▶ **Given exercise**
Rewrite all of the material below, requests included, and shift every bounding-box coordinate in the answers by -115. Leave out the pictures.

▶ **Input records**
☆ ☆ ☆

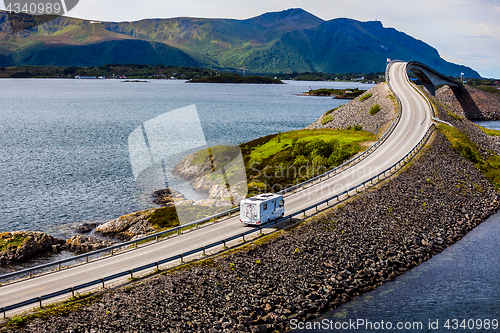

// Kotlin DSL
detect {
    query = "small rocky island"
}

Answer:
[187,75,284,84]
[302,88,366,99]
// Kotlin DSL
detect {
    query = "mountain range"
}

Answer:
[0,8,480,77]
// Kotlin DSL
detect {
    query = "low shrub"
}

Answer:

☆ ☆ ☆

▶ **Right answer**
// Kotlin DSL
detect {
    query = "small rocky island"
}

Answer:
[72,-40,169,-31]
[187,-27,251,-16]
// Kotlin DSL
detect {
    query = "mountain range"
}

Answer:
[-115,-107,365,-38]
// Kotlin DSL
detect {
    query = "low shrub"
}

Answer:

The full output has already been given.